JOB
Select every line of the records that contains the word "white", and copy each one out. Case counts.

PROVIDED INFORMATION
========

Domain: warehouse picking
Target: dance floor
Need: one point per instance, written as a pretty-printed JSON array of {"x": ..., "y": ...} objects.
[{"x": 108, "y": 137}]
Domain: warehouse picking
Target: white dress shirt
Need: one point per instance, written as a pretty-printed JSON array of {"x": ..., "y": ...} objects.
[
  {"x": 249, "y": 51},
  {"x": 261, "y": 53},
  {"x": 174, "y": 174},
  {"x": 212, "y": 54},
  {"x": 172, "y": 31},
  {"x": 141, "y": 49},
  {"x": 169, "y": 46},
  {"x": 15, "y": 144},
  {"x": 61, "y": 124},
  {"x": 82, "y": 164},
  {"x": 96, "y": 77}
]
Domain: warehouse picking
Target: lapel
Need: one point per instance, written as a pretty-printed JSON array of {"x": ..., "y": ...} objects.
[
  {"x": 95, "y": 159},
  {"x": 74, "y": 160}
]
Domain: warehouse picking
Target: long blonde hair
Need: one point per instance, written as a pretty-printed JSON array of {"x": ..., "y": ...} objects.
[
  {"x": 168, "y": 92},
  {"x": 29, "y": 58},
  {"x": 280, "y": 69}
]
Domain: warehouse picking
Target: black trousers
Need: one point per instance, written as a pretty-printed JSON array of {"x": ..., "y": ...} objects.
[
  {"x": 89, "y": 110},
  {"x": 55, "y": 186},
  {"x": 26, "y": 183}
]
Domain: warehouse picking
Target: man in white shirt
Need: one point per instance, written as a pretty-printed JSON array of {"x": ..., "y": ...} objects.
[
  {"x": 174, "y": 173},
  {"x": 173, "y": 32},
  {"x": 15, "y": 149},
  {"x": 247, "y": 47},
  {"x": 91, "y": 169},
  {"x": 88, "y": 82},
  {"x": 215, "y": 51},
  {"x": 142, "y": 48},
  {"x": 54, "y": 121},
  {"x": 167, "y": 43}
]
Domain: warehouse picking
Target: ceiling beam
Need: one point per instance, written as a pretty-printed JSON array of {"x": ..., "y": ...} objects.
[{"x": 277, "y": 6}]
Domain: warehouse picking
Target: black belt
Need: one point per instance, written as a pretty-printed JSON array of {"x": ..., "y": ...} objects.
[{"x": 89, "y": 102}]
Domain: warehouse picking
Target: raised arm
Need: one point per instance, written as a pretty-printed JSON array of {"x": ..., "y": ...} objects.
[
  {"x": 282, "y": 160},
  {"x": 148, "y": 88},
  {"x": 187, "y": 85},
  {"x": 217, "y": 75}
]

========

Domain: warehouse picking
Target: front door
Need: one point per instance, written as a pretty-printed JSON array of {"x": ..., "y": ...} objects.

========

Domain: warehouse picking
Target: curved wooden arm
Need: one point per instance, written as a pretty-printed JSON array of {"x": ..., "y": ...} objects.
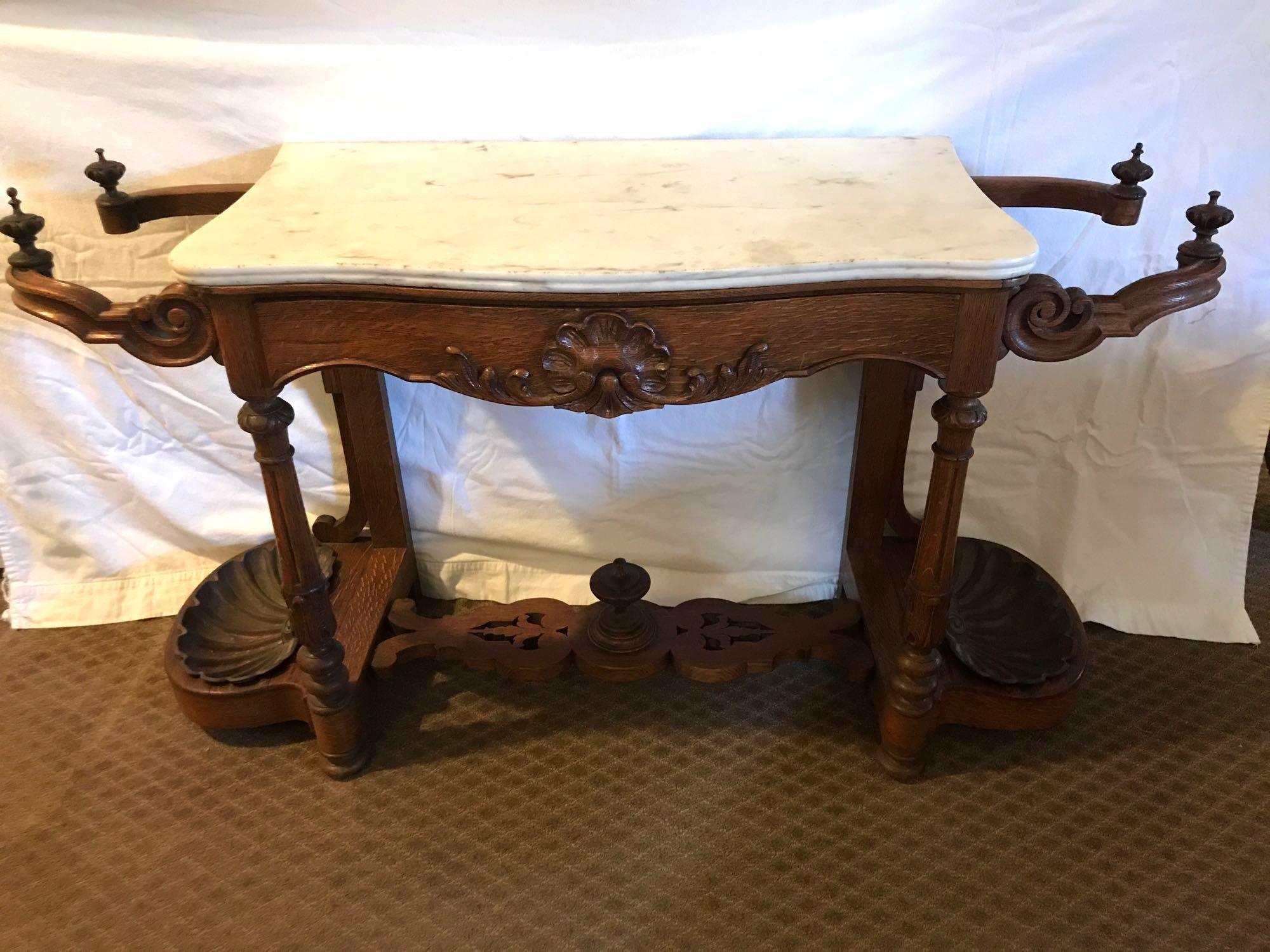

========

THE SOLUTION
Target: white dress shirt
Target: man in white shirt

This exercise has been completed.